EINTRÄGE.

+ + + + +

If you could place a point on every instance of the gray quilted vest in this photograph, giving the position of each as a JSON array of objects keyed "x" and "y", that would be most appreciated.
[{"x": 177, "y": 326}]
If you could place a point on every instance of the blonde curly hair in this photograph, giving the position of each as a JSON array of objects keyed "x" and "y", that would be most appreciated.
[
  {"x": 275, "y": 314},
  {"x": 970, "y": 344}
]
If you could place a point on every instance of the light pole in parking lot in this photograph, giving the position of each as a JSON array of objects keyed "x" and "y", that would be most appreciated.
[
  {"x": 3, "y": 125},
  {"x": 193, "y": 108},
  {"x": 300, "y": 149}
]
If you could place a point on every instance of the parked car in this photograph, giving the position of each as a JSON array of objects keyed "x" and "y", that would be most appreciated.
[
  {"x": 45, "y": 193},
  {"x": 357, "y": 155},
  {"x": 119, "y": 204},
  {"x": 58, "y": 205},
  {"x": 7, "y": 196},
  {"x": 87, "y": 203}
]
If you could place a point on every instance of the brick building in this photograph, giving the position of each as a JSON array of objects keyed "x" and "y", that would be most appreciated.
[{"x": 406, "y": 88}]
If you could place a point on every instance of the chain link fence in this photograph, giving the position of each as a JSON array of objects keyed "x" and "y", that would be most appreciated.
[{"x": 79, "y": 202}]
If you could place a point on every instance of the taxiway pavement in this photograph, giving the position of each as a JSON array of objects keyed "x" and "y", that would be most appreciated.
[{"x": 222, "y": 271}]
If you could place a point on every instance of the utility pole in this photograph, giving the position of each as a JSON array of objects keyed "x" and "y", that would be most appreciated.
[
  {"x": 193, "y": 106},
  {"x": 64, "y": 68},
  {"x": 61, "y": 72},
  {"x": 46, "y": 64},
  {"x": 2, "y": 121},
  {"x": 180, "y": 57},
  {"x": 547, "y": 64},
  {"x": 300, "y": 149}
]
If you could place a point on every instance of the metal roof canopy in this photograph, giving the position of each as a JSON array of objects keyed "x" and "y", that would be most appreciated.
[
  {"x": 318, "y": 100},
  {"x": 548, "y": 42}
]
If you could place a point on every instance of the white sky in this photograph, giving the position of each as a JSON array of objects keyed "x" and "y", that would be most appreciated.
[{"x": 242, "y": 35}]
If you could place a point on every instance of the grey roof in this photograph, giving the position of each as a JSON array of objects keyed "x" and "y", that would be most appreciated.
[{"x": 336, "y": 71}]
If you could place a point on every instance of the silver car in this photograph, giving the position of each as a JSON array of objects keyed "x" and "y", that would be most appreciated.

+ + + + +

AUFGABE. Wandle den Abschnitt, der mit der Zeile mit „of the white“ beginnt und bis zum Ende der Einträge reicht, in eine nummerierte Liste um. Leerzeilen lässt du dabei weg.

ERGEBNIS.
1. If you could place a point on every instance of the white sky in this photograph, giving the position of each as a JSON array of objects keyed "x" and "y", that would be most appreciated.
2. [{"x": 242, "y": 35}]
3. If you could place a point on every instance of the grey roof in this photograph, giving the position of each as a JSON array of objects keyed "x" and "y", that would be most appreciated.
4. [{"x": 336, "y": 71}]
5. If you could place a point on every instance of the silver car in this photograph, giving the position of each as a JSON array of objects keyed "x" and "y", that would be most appreciated.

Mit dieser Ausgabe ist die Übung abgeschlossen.